_Document text_
The purpose of this paper is to challenge the notion that non-financial reporting is mainly about impression management or is only a superficial response to the hegemonic challenges posed by the sustainability movement. It focuses on the most recent development in sustainability reporting (integrated reporting) as an example of how accounting for financial and non-financial information has the potential to expand the scope of accounting systems, promote meaningful changes to reporting processes and provide a broader perspective on value creation.
The research focuses on an African eco-tourism company which has its head office in South Africa. A case study method is used to highlight differences in the presentation of an integrated business model according to the case entity’s integrated reports and how individual preparers interpret the requirement to prepare those reports. Data are collected using detailed interviews with all staff members involved in the preparation process. These are complemented by a review of the minutes of the company’s sustainability workshops and integrated reports.
A decision by the case organisation to prepare an integrated report gives rise to different forms of resistance which limits the change potential of the integrated reporting initiative. Resistance does not, however, preclude reform. Even when individual preparers are critical of the changes to the corporate reporting environment, accounting for financial and non-financial information expands the scope of the conventional accounting system which facilitates broader management control and promotes a more integrated conception of “value”.
Integrated reporting should not be dismissed as only an exercise in corporate reporting and disclosure; it has a transformative potential which, given time, can enable new ways of managing business processes and articulating value creation.

_Provided data_
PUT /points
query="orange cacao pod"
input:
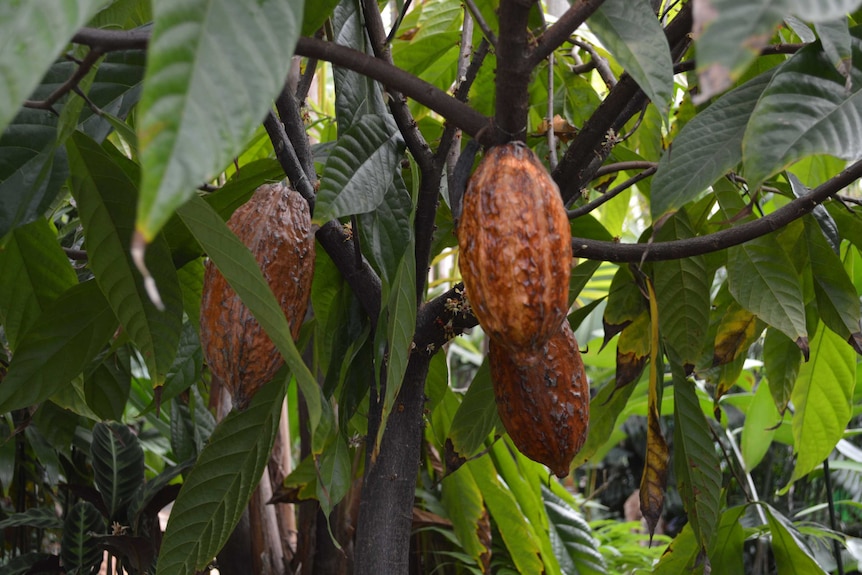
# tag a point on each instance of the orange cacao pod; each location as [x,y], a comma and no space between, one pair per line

_Prompt_
Can you transcribe, word for word, the passage of the integrated reporting abstract above that begins at the words "A decision by" and stops after "articulating value creation."?

_Correct output_
A decision by the case organisation to prepare an integrated report gives rise to different forms of resistance which limits the change potential of the integrated reporting initiative. Resistance does not, however, preclude reform. Even when individual preparers are critical of the changes to the corporate reporting environment, accounting for financial and non-financial information expands the scope of the conventional accounting system which facilitates broader management control and promotes a more integrated conception of “value”.
Integrated reporting should not be dismissed as only an exercise in corporate reporting and disclosure; it has a transformative potential which, given time, can enable new ways of managing business processes and articulating value creation.